TESTO IN ESAME:
Pubblicato il 26 Maggio 2023

Barbara Aramini

Nell’Atto di fondazione, Jacques Lacan designa il cartello come pilastro del lavoro di Scuola: si lavora in piccolo gruppo, da tre a massimo cinque componenti. Il cartello mette a lavoro a partire dal desiderio dei tre/cinque che si scelgono. Non c’è rapporto piramidale tra i componenti: sono pari. Il sapere che si lavora e si produce non è un sapere dato, pieno, ma è qualcosa da articolare con la propria carne, il proprio desiderio, il proprio rapporto con il sapere (inconscio). Il cartello richiede fatica, l’esplorazione di sentieri non ancora battuti, un tempo lento e un saperci fare con il non tutto. Il lavoro di cartello necessita di un tempo libero e della possibilità di accogliere l’incertezza, l’interrogazione. Il cartello chiede uno sguardo inedito sul sapere.

RIGHE ESTRATTE:
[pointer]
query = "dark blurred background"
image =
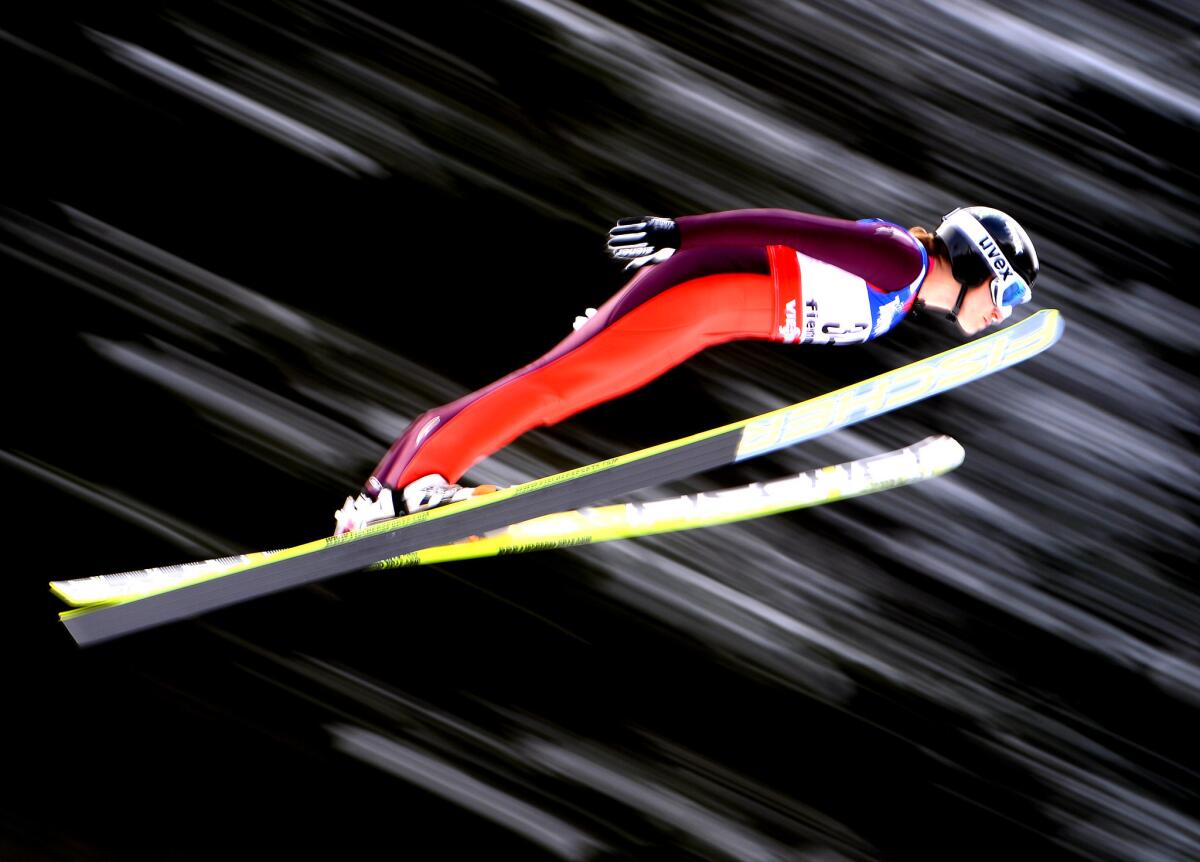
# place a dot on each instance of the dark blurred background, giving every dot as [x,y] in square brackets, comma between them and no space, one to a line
[244,244]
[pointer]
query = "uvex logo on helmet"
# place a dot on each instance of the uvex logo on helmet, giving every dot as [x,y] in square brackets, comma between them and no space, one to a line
[984,243]
[996,258]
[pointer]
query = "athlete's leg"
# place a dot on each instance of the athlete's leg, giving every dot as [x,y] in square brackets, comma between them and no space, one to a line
[654,323]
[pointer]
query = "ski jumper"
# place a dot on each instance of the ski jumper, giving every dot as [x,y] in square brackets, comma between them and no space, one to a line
[769,274]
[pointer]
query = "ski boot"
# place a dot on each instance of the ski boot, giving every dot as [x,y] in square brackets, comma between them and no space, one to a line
[376,502]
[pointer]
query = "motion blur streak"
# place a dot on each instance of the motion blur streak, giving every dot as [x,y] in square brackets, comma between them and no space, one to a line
[247,243]
[454,784]
[240,108]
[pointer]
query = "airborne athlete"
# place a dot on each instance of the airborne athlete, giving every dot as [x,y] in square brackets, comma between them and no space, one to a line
[703,280]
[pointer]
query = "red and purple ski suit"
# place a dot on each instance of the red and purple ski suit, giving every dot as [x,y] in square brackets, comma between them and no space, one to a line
[767,274]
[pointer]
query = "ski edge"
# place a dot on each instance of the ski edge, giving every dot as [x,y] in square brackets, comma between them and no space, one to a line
[923,460]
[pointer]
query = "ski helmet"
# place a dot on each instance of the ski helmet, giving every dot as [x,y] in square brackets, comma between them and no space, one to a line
[984,241]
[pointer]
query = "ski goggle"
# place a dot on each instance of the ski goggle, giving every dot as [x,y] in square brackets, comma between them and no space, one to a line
[1008,287]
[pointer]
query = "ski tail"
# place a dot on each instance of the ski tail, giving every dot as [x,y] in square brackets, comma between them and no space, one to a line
[929,458]
[325,558]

ISTRUZIONI DA SEGUIRE:
Rispondi alle seguenti domande sul testo dedicato al cartello.
(a) Quanti componenti può avere al massimo un cartello?
(b) Quale tipo di rapporto tra i componenti viene escluso?
(c) Di che cosa necessita il lavoro di cartello?
Per rispondere usa soltanto il testo.

ECCO IL RISULTATO:
(a) Al massimo cinque.
(b) Il rapporto piramidale: i componenti sono pari.
(c) Di un tempo libero e della possibilità di accogliere l'incertezza, l'interrogazione.